- **PROBLEMS TO SOLVE**
(1) Reproduce the part of the reflection on a past relationship starting with "I found no way" and going on through "in my 20s).", word for word.
(2) Write the next portion of the personal reflection on letting go of a former partner, picking up after its last sentence.

## Start SUPPLIED PASSAGE

This I noticed several times in the last weeks. It’s like a sneaky silent poison creeping in my soul. First I thought I chew on letting go the past with my ex, trying hard to surrender to the fact that he left me emotionally long ago and that I won’t get answers, I will not enjoy him being sober in a life together (if he stays sober after regaining his driver license), that for my desperate longing for connection and love he is the wrong person and our farm where we were happy too is the wrong place.

I caught myself several times reacting with grief and resentment that he is no longer my man, that I am alone. I loved the feeling that we belong together, I was proud of him and us, what we mastered, that we had fun, that we loved each other. I kept this illusion when all went south, when the not so good and exhausting times became more and more, he drank more and more, I bitched more and more.

I found no way up to now how I can get rid of this childisch illusion that everything will be allright if we hug and cuddle and spend time together, I’ll feel loved and have someone I belong to. He fucking doesn’t want to and I’m not 15 anymore. This emotions are deeply unhealthy, they root in my childhood when I felt nobody cared for me or loved me or even listened to me (which is not true, I made peace on this issues with my parents long ago, they both worked hard and did their best, mum was an alcoholic who got dry in my 20s).

## End SUPPLIED PASSAGE
## Start DATA SHOWN

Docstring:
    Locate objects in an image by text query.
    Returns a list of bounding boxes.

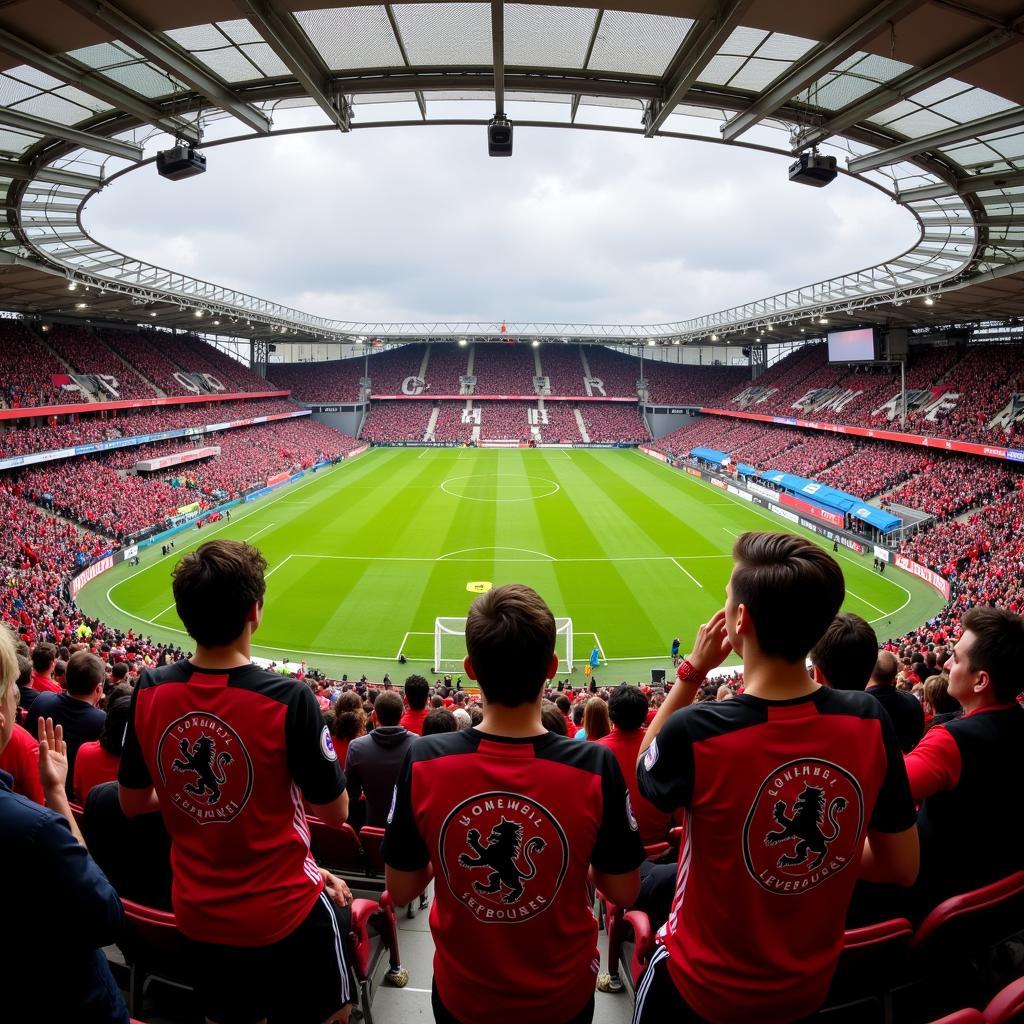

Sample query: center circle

## End DATA SHOWN

- **TASK-BY-TASK OUTPUTS**
(1)
I found no way up to now how I can get rid of this childisch illusion that everything will be allright if we hug and cuddle and spend time together, I’ll feel loved and have someone I belong to. He fucking doesn’t want to and I’m not 15 anymore. This emotions are deeply unhealthy, they root in my childhood when I felt nobody cared for me or loved me or even listened to me (which is not true, I made peace on this issues with my parents long ago, they both worked hard and did their best, mum was an alcoholic who got dry in my 20s).

(2)
I honestly ask myself if the resentments coming up when reading/hearing about people having a good time with their partners are envy, FOMO, really missing something I once shared with my ex or a dawning realization that the good times we had are overly glorified by my yearning to be in a loving good relationship. Me and my fucking codependency.

There’s a long way to go for me before I’ll have solid ground under my feet. I’m grateful I came already a long way in the past 1+ year. I pray for serenity, peace, calm and letting go. I pray for my mind to stop producing what-if scenarios, my life is NOT a movie and I don’t want drama anymore. My mind still can go crazy on drama, maybe it’s bored. Well, I move me and Missi to the office now. My brain will be occupied for the next hours and hopefully shut up with nonsense wishing drama blabla like my ex wecoming me back at our farm. Sometimes I really think I did hard drugs when I have such thoughts and wishful thinking. In Austria we have a saying: “Du hast wohl narrische Schwammerl gegessen.” Assumes that someone ate daft = psychedelic = bad mushrooms (to distinguish from a lot of delicious mushrooms for cooking). No yummi mushrooms for me today, only leftovers from yesterday.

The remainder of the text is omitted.